[Referring expression data]

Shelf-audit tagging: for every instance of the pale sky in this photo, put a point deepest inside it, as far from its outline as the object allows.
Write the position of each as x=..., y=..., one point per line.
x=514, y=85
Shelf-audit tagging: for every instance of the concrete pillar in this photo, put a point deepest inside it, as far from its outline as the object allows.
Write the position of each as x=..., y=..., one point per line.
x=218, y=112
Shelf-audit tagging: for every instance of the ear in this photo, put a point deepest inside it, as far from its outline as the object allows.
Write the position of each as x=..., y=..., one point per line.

Problem details – The answer must be the lines from the one containing "Shelf-audit tagging: for every instance of the ear" through the last line of the records, written out exactly; please include nothing more.

Answer below –
Shelf-audit tagging: for every instance of the ear in this photo, put a point deepest inside it, as far from its outline as the object allows.
Write the position of each as x=..., y=..., one point per line.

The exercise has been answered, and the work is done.